__Exercise details__. Please restate the records below, replacing every "cotton swab" with "cotton bud" and leaving everything else unchanged. Leave the pictures out of your answer.

__Entries provided__.
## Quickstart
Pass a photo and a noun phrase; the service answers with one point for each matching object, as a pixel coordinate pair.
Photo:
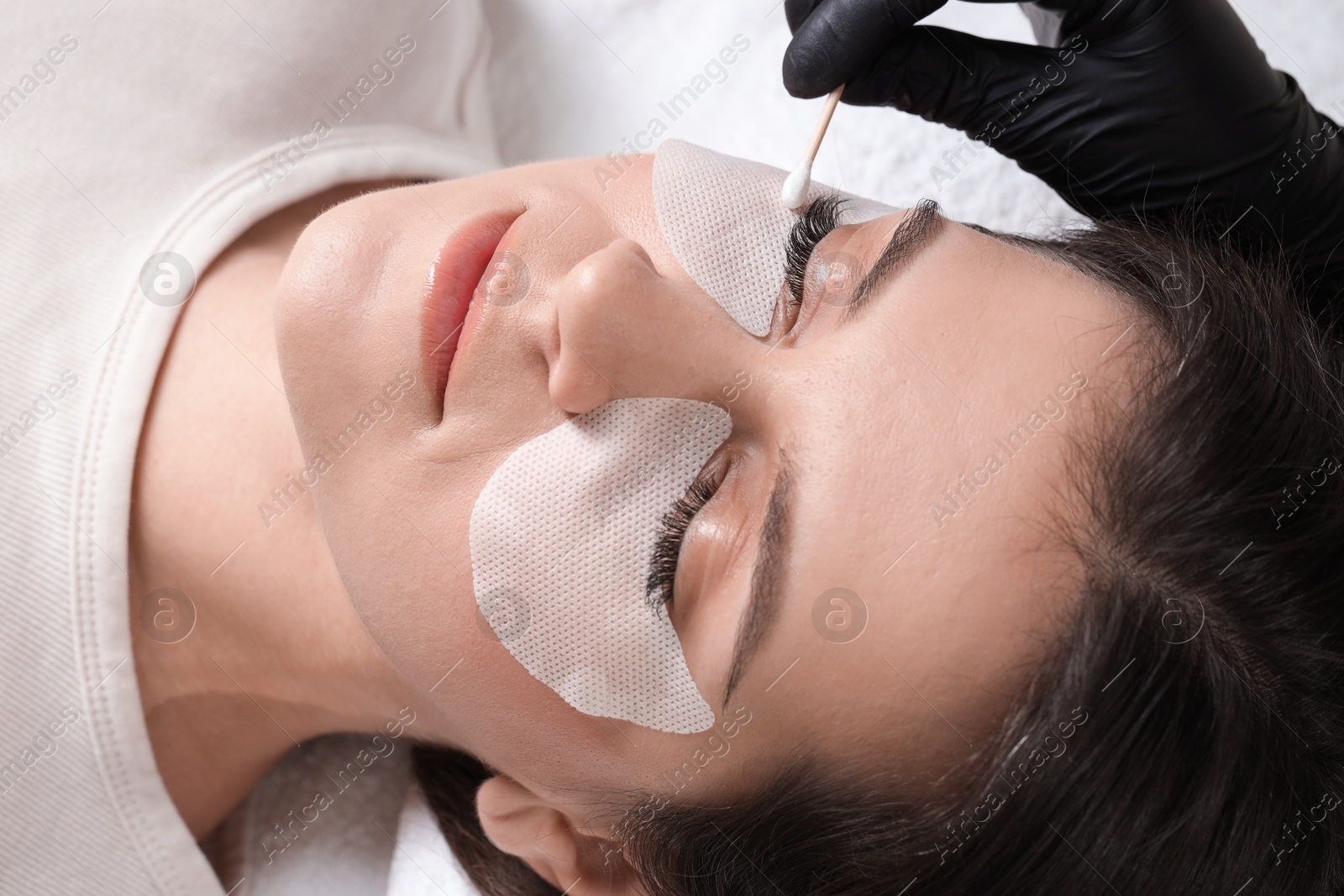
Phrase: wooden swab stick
(795, 192)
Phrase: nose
(627, 331)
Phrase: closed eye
(819, 219)
(667, 551)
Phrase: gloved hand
(1131, 107)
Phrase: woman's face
(906, 448)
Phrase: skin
(360, 600)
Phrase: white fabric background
(150, 137)
(581, 76)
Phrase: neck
(276, 654)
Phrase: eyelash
(658, 590)
(820, 217)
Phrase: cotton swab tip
(796, 186)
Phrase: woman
(1010, 443)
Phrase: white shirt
(139, 128)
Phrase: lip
(454, 278)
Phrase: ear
(544, 837)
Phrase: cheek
(561, 543)
(726, 228)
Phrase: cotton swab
(795, 192)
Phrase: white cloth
(131, 128)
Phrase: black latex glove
(1131, 107)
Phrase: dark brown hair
(1184, 735)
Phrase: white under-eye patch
(562, 537)
(723, 221)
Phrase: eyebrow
(911, 235)
(766, 577)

__Exercise answer__.
## Quickstart
Pass a photo and a noun phrase; the service answers with one point for each matching object, as a pixel coordinate pair.
Photo:
Phrase: wooden swab stick
(795, 192)
Phrase: nose
(627, 331)
Phrase: closed eye
(819, 219)
(667, 551)
Phrase: gloved hand
(1131, 107)
Phrase: woman's face
(906, 448)
Phrase: skin
(360, 600)
Phrase: white fabric background
(150, 137)
(581, 76)
Phrase: neck
(276, 654)
Phrase: eyelash
(658, 590)
(820, 217)
Phrase: cotton bud tip
(796, 186)
Phrase: woman
(1010, 443)
Phrase: white shirt
(139, 128)
Phrase: lip
(454, 278)
Phrase: ear
(544, 837)
Phrase: cheek
(561, 543)
(726, 228)
Phrase: cotton bud
(795, 192)
Phrase: white cloth
(131, 128)
Phrase: black latex glove
(1131, 107)
Phrase: dark brown hair
(1184, 735)
Phrase: white under-eye patch
(562, 537)
(723, 221)
Phrase: eyebrow
(911, 235)
(766, 577)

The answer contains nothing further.